- **Goal of the exercise**
Write out, word for word, the portion of the passage on American material aid to Greece starting with "On January 2nd, 1827, Congressman" and going on through "other in-kind aid.".

- **Passage to read**

==========

Material aid to Greece
Captain Jonathan P. Miller returned to the United States in 1826 and through the efforts of the Greek Philhellenic Committee of New York, he was able to collect $17,500 worth of various relief supplies, which he took back to Greece onboard the ship "Chancellor", on March 5th, 1827.
The same year two more ships, "Jane" and "Six Brothers", left New York harbor bound for Greece carrying various relief supplies of $25,000 in the aggregate.
At about the same time, two more shiploads of supplies totaling about $22,500 left the port of Philadelphia onboard the ships "Tontine" and "Levant", while from Boston the ship "Statesman" carried to Greece cargo worth over $11,500.
All these relief provisions that contained food items, clothing, medical supplies and other necessities, were distributed primarily to the suffering Greek civilian population, albeit soldiers and brigands usurped some supplies upon the arrival of the cargo to Greece.
On January 2nd, 1827, Congressman Edward Livingston from Louisiana introduced a motion in Congress for the appropriation of $50,000 to purchase supplies for the needy people of Greece. His motion was defeated, but through private initiatives and fundraising activities $80,000 was collected in a combination of cash, food items and other in-kind aid.
In 1927 and 1928 a total of eight shiploads of supplies and relief aid worth more than $150,000 (an extraordinary amount by today's standards) were dispatched to Greece and distributed by overseeing officials to needy members of the civilian population. It was obvious that the publication of Kolokotronis' letter had a great impact in rekindling the humanitarian interest of the Americans toward the ongoing Greek struggle. Furthermore, the various printed articles about Greece and its War of Independence that Everett and Carey published through their publications, along with the letters and reports published in American newspapers from the great philhellenes and humanitarians Howe, Miller and Jarvis, kept the struggle and plight of the Greeks in the forefront of the American public opinion.
It is estimated that thousand of Greeks were saved from starvation, exposure to the elements and disease through the efforts of these philhellenes. It may be safe to say that without the moral, intellectual, political, monetary and in-kind assistance of these American men, the outcome of the Greek War for Independence might have been different.
And lastly, several these men arranged to transport a number of war orphans to the United States that were adopted by American families. Many of these orphans received College education, excelled in their professions and became productive and admired citizens of the United States, while others chose to go back to Greece to offer their expertise and advice to the newly created Greek state.

==========

- **Entries shown**

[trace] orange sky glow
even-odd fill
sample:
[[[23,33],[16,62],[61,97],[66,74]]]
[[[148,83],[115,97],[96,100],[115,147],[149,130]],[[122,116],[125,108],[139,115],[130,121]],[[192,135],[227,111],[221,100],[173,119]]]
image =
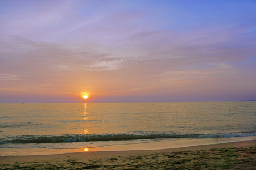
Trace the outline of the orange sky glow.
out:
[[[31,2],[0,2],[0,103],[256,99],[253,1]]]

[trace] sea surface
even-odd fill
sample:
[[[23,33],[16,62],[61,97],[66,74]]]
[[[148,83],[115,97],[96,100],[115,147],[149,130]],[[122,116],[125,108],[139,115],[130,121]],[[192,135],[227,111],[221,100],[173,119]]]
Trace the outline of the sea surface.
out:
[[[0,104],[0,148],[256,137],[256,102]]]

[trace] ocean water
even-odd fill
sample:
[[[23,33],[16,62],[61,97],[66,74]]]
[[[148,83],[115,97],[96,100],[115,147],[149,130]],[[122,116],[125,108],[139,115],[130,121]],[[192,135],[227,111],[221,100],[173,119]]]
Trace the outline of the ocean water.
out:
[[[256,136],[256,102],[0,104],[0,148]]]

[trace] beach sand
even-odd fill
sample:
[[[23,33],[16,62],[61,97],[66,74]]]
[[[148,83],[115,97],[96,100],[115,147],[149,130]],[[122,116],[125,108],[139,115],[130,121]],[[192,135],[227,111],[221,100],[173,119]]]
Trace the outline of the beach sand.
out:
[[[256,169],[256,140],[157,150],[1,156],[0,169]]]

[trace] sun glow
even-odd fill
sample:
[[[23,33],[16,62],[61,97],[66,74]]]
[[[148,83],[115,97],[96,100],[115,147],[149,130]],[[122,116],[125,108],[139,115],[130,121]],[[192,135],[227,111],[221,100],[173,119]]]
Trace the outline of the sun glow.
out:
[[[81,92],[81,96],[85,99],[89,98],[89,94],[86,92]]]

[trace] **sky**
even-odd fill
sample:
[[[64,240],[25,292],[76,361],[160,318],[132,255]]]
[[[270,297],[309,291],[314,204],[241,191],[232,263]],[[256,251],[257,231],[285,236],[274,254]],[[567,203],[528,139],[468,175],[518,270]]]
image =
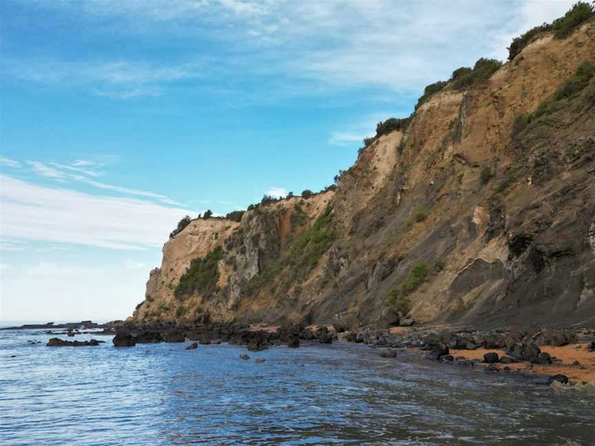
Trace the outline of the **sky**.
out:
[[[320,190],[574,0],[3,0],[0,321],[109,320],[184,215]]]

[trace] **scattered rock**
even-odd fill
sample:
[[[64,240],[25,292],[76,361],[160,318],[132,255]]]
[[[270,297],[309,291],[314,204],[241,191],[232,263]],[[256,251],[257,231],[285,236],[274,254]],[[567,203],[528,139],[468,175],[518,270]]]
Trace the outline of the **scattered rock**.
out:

==========

- **Response to this task**
On January 2nd, 1827, Congressman Edward Livingston from Louisiana introduced a motion in Congress for the appropriation of $50,000 to purchase supplies for the needy people of Greece. His motion was defeated, but through private initiatives and fundraising activities $80,000 was collected in a combination of cash, food items and other in-kind aid.